## Task goal
For each entry that follows, write out an identical copy.

-------- Source data

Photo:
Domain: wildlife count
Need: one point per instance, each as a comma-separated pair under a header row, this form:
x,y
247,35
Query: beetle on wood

----------------

## Answer space
Photo:
Domain: wildlife count
Need: one point per instance, each as a comma-separated pair under a header row, this form:
x,y
247,35
Query: beetle on wood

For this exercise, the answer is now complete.